Each record is to be printed again precisely as it reads.

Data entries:

------------------------------------------------------------------------

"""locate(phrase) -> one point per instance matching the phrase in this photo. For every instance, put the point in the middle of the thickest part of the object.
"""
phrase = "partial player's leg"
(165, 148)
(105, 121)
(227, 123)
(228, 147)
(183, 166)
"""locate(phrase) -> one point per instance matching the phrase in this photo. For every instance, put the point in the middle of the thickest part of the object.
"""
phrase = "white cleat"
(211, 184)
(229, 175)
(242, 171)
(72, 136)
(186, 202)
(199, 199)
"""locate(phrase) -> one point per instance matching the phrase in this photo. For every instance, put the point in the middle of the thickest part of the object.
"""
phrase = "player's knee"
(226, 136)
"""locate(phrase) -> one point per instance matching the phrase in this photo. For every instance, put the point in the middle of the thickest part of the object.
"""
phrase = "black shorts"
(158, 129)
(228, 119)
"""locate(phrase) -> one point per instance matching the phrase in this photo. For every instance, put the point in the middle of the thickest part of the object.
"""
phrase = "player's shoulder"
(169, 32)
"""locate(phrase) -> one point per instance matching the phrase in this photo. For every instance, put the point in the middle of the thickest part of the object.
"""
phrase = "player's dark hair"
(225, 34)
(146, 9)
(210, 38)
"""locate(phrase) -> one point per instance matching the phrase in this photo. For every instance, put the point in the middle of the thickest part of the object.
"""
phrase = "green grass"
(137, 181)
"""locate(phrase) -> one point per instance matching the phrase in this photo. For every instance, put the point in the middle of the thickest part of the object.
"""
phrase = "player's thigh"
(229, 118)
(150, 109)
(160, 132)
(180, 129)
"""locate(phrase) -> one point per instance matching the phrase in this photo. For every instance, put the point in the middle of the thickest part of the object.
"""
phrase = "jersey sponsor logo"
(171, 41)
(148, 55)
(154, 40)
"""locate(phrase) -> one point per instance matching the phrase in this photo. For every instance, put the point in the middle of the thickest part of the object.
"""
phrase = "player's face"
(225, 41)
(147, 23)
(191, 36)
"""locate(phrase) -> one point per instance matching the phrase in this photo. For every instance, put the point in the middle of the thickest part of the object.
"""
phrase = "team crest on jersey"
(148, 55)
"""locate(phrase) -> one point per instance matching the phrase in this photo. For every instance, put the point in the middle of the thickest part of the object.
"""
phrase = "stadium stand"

------------------------------------------------------------------------

> [RESULT FOR THIS EXERCISE]
"""locate(phrase) -> one point per instance matching the phrase in this photo. For every instance, put the point in the middle of the thickest part of the object.
"""
phrase = "partial player's leg"
(165, 148)
(105, 121)
(227, 123)
(228, 147)
(183, 166)
"""locate(phrase) -> one point per instance matching the phrase in this photo. For every instance, put the point in the middle of the thickest part of the object.
"""
phrase = "white cleat"
(211, 184)
(229, 175)
(242, 171)
(72, 136)
(186, 202)
(199, 199)
"""locate(phrase) -> one point per instance matching the phrase in this photo. For every instance, put the point in the middle of the thickest part of the object.
"""
phrase = "player's knee"
(226, 136)
"""locate(phrase) -> one point per instance matching the phrase in this photo. For every instance, put the point in the middle of the thickest part of the object.
"""
phrase = "black shorts"
(158, 129)
(228, 119)
"""locate(phrase) -> one point per instance matching the phrase in this photo. For every instance, put the point in the middle of the thickest part of the object.
"""
phrase = "player's shoulder"
(169, 32)
"""locate(phrase) -> one point per instance matching the phrase in this photo. For every instance, put the point in the middle of the thickest part of the object.
"""
phrase = "player's dark hair"
(225, 34)
(146, 9)
(210, 38)
"""locate(phrase) -> one point per instance matching the phrase in this photo. For every instance, put the point in the middle of the thickest part of the object.
"""
phrase = "green grass"
(137, 181)
"""locate(phrase) -> one point per instance matching the phrase in this photo. For every instance, put the point in the middle of the thickest part of the object.
"""
phrase = "player's thigh"
(229, 118)
(150, 109)
(160, 132)
(180, 129)
"""locate(phrase) -> one point per instance matching the phrase in this photo. For every instance, put the point in the middle of the thickest part of the object.
"""
phrase = "jersey sponsor logo"
(171, 41)
(148, 55)
(154, 40)
"""locate(phrase) -> one point per instance matching the phrase in this photo. For every instance, put the point in the middle of the thickest part of the object.
"""
phrase = "player's face"
(225, 41)
(147, 23)
(191, 36)
"""locate(phrase) -> one point per instance matching the phrase in this photo. For every instance, put the point in the middle of the thickest part of the object.
"""
phrase = "team crest on jersey"
(148, 55)
"""locate(phrase) -> one point per instance matching the phrase in this photo. For every instance, put the point in the middle of the thickest part of the object.
"""
phrase = "stadium stand"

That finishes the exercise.